Direction: Pick out every line in the rows below that contains the word "white", and copy each one.

[Source data]
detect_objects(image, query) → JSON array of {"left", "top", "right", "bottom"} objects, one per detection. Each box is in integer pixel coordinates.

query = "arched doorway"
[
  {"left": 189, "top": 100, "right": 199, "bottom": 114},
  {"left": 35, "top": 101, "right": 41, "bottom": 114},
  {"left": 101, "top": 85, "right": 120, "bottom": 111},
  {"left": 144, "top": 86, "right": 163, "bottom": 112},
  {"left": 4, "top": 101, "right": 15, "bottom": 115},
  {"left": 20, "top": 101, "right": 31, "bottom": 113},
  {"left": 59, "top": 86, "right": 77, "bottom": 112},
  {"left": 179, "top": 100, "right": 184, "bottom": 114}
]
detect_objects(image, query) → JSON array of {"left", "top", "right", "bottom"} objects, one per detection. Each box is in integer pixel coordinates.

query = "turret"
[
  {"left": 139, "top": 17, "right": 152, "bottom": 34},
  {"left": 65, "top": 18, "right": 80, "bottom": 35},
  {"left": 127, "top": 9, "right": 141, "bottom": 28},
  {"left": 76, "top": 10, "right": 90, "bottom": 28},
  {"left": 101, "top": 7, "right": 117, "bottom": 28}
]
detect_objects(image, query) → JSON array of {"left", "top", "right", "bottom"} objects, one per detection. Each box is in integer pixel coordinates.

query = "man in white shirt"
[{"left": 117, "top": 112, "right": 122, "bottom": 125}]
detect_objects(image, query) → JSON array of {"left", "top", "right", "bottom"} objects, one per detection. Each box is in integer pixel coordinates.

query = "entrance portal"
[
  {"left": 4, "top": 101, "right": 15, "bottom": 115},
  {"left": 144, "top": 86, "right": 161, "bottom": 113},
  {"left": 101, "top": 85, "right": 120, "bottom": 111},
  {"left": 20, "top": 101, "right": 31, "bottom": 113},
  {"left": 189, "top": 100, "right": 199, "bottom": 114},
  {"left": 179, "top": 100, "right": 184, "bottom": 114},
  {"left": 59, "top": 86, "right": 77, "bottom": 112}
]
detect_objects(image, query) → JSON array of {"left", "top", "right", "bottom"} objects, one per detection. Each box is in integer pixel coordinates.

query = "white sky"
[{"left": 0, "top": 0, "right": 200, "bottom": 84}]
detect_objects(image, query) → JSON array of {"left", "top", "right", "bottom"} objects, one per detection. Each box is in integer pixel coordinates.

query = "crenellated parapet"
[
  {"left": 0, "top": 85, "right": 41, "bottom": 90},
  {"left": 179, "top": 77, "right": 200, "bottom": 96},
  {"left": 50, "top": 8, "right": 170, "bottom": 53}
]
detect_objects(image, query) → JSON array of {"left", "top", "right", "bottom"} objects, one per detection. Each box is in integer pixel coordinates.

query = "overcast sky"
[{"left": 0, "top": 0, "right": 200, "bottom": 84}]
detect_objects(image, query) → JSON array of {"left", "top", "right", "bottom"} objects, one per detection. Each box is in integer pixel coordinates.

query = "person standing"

Task solution:
query = "man in white shirt"
query = "white sky"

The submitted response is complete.